━━ MATERIAL SHOWN ━━

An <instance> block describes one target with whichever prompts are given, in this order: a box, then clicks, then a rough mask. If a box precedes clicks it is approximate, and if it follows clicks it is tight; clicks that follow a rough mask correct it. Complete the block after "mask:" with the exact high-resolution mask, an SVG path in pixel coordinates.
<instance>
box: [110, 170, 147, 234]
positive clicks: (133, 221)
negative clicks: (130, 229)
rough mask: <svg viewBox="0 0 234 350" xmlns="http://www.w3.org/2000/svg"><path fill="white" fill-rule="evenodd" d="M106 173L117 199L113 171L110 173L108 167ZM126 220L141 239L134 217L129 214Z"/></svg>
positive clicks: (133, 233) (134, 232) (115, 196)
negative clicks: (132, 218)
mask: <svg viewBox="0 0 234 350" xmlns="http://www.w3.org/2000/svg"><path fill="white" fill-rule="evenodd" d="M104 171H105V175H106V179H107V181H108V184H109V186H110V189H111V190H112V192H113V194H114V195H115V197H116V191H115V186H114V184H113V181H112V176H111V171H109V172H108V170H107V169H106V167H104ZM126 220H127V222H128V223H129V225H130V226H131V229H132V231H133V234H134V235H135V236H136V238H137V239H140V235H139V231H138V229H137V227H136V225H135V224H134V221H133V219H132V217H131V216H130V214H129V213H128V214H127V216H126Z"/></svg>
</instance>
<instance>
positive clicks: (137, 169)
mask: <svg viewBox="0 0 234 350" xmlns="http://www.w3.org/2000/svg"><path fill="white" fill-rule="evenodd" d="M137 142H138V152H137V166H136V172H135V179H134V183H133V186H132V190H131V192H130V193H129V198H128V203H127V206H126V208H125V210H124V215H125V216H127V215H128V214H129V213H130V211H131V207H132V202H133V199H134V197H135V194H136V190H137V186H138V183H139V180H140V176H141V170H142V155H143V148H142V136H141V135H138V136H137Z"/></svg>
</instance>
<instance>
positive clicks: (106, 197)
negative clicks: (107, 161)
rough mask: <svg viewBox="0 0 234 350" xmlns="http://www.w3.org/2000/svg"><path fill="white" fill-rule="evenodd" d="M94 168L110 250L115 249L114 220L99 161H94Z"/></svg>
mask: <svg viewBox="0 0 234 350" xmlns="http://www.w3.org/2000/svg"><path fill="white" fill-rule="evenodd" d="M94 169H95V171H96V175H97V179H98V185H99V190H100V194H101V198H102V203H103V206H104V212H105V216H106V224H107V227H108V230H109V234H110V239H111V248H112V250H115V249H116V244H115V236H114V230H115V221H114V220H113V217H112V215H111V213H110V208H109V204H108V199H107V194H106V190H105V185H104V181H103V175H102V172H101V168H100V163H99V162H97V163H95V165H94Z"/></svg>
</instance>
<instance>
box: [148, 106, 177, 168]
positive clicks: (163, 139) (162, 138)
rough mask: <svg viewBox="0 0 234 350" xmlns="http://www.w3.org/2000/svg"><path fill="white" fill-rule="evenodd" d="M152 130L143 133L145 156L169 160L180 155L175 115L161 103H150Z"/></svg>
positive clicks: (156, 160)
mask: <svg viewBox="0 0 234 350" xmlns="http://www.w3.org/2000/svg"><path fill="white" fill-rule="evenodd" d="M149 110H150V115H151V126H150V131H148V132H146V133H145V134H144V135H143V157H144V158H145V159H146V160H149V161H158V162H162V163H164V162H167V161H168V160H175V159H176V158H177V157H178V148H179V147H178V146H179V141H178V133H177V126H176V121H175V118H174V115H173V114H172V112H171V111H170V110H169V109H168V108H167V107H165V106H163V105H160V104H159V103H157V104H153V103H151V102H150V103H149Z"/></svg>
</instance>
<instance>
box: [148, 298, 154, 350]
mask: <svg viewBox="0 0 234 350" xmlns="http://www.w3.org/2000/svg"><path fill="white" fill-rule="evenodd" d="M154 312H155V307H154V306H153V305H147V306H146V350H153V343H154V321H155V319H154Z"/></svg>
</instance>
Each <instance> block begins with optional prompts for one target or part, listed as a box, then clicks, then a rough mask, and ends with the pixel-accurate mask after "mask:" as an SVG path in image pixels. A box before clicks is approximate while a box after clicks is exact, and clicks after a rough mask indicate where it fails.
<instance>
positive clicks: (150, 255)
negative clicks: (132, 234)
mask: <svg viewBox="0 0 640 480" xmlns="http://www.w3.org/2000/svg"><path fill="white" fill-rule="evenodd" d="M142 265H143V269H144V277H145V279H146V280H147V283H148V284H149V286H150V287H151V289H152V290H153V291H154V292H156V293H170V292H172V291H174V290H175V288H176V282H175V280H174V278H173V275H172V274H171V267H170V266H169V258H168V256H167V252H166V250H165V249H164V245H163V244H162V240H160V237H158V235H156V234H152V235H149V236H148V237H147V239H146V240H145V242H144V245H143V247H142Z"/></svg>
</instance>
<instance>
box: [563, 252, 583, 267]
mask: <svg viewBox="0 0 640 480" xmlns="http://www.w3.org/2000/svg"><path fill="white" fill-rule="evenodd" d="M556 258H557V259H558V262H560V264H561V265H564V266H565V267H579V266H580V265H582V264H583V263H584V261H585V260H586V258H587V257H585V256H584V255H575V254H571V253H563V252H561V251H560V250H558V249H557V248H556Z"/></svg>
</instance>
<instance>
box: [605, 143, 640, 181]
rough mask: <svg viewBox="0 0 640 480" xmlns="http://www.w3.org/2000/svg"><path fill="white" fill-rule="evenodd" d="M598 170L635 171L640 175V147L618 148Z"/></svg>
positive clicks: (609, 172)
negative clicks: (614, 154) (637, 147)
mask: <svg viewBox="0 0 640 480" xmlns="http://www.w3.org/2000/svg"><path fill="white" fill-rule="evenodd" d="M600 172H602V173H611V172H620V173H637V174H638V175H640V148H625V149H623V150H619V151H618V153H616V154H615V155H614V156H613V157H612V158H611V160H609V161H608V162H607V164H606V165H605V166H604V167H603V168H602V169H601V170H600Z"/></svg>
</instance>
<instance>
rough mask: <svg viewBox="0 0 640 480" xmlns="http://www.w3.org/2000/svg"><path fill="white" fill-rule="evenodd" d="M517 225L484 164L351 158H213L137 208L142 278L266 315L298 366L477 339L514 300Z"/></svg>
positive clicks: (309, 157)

━━━

→ **INSTRUCTIONS TO FOLLOW**
Take the lines above and retype all of them exactly.

→ **RESULT FOR THIS EXERCISE**
An <instance> block describes one target with whichever prompts are given, in this order: a box, then clicks, then a rough mask. If a box precedes clicks it is approximate, and if it follows clicks it is tight; clicks that follow a rough mask correct it. Complete the block after "mask:" with the exact high-resolution mask, an SVG path in pixel coordinates.
<instance>
box: [110, 170, 147, 234]
positive clicks: (133, 221)
negative clicks: (130, 229)
rough mask: <svg viewBox="0 0 234 350" xmlns="http://www.w3.org/2000/svg"><path fill="white" fill-rule="evenodd" d="M106 173L117 199L113 171L110 173L108 167ZM126 220L141 239L134 217L129 214Z"/></svg>
positive clicks: (133, 233) (134, 232) (115, 196)
negative clicks: (132, 218)
mask: <svg viewBox="0 0 234 350" xmlns="http://www.w3.org/2000/svg"><path fill="white" fill-rule="evenodd" d="M104 171H105V175H106V179H107V181H108V184H109V186H110V189H111V190H112V192H113V194H114V195H115V197H116V191H115V186H114V184H113V181H112V176H111V171H109V172H108V170H107V169H106V167H104ZM126 220H127V222H128V223H129V225H130V226H131V229H132V231H133V234H134V235H135V236H136V238H137V239H140V235H139V231H138V229H137V227H136V225H135V224H134V221H133V219H132V217H131V216H130V214H129V213H128V214H127V216H126Z"/></svg>
</instance>
<instance>
positive clicks: (137, 169)
mask: <svg viewBox="0 0 234 350" xmlns="http://www.w3.org/2000/svg"><path fill="white" fill-rule="evenodd" d="M137 142H138V152H137V166H136V172H135V179H134V183H133V186H132V190H131V192H130V193H129V198H128V203H127V206H126V208H125V210H124V215H125V216H127V215H128V214H129V213H130V211H131V207H132V202H133V199H134V197H135V194H136V190H137V186H138V183H139V180H140V176H141V170H142V155H143V148H142V136H141V135H138V136H137Z"/></svg>
</instance>
<instance>
positive clicks: (106, 197)
negative clicks: (107, 161)
rough mask: <svg viewBox="0 0 234 350" xmlns="http://www.w3.org/2000/svg"><path fill="white" fill-rule="evenodd" d="M94 168L110 250L115 249L114 220L99 161H94Z"/></svg>
mask: <svg viewBox="0 0 234 350" xmlns="http://www.w3.org/2000/svg"><path fill="white" fill-rule="evenodd" d="M94 169H95V171H96V175H97V179H98V185H99V190H100V194H101V198H102V203H103V206H104V212H105V216H106V224H107V227H108V230H109V234H110V239H111V248H112V250H115V249H116V244H115V236H114V230H115V221H114V220H113V217H112V215H111V213H110V208H109V204H108V199H107V194H106V190H105V185H104V181H103V175H102V172H101V168H100V163H99V162H97V163H95V165H94Z"/></svg>
</instance>
<instance>
box: [148, 106, 177, 168]
positive clicks: (163, 139) (162, 138)
rough mask: <svg viewBox="0 0 234 350" xmlns="http://www.w3.org/2000/svg"><path fill="white" fill-rule="evenodd" d="M152 130L143 133L145 156L169 160L180 155L175 115L161 103H150Z"/></svg>
positive clicks: (156, 160)
mask: <svg viewBox="0 0 234 350" xmlns="http://www.w3.org/2000/svg"><path fill="white" fill-rule="evenodd" d="M149 110H150V115H151V126H150V131H148V132H146V133H145V134H144V135H143V157H144V158H145V159H146V160H149V161H158V162H162V163H164V162H167V161H168V160H175V159H176V158H177V157H178V148H179V147H178V146H179V141H178V133H177V126H176V121H175V118H174V115H173V114H172V112H171V111H170V110H169V109H168V108H167V107H165V106H163V105H160V104H159V103H157V104H153V103H151V102H150V103H149Z"/></svg>
</instance>
<instance>
box: [148, 298, 154, 350]
mask: <svg viewBox="0 0 234 350" xmlns="http://www.w3.org/2000/svg"><path fill="white" fill-rule="evenodd" d="M154 312H155V307H154V306H153V305H147V306H146V350H153V343H154V321H155V319H154Z"/></svg>
</instance>
Each <instance> block begins with optional prompts for one target or part, listed as a box, then clicks, then a rough mask, and ends with the pixel-accurate mask after "mask:" as an SVG path in image pixels. A box before clicks is approximate while a box after clicks is exact, and clicks after a rough mask indicate where it fails.
<instance>
positive clicks: (150, 255)
negative clicks: (132, 234)
mask: <svg viewBox="0 0 640 480" xmlns="http://www.w3.org/2000/svg"><path fill="white" fill-rule="evenodd" d="M142 265H143V269H144V277H145V279H146V280H147V283H148V284H149V286H150V287H151V289H152V290H153V291H154V292H156V293H170V292H172V291H174V290H175V288H176V282H175V280H174V278H173V275H172V274H171V267H170V266H169V258H168V256H167V252H166V250H165V249H164V245H163V244H162V240H160V237H158V235H156V234H152V235H149V236H148V237H147V239H146V240H145V242H144V245H143V247H142Z"/></svg>
</instance>
<instance>
box: [563, 252, 583, 267]
mask: <svg viewBox="0 0 640 480" xmlns="http://www.w3.org/2000/svg"><path fill="white" fill-rule="evenodd" d="M556 258H557V259H558V262H560V264H561V265H564V266H565V267H579V266H580V265H582V264H583V263H584V261H585V260H586V258H587V257H585V256H584V255H575V254H571V253H563V252H561V251H560V250H558V249H557V248H556Z"/></svg>
</instance>
<instance>
box: [605, 143, 640, 181]
rough mask: <svg viewBox="0 0 640 480" xmlns="http://www.w3.org/2000/svg"><path fill="white" fill-rule="evenodd" d="M598 170L635 171L640 175V147L618 148Z"/></svg>
positive clicks: (609, 172)
negative clicks: (614, 154) (637, 147)
mask: <svg viewBox="0 0 640 480" xmlns="http://www.w3.org/2000/svg"><path fill="white" fill-rule="evenodd" d="M600 172H602V173H611V172H620V173H637V174H638V175H640V148H625V149H623V150H619V151H618V153H616V154H615V155H614V156H613V157H612V158H611V160H609V161H608V162H607V164H606V165H605V166H604V167H603V168H602V169H601V170H600Z"/></svg>
</instance>
<instance>
rough mask: <svg viewBox="0 0 640 480" xmlns="http://www.w3.org/2000/svg"><path fill="white" fill-rule="evenodd" d="M517 225L484 164L351 158H213L137 208L142 278L266 315L298 366L477 339L514 300Z"/></svg>
positive clicks: (309, 157)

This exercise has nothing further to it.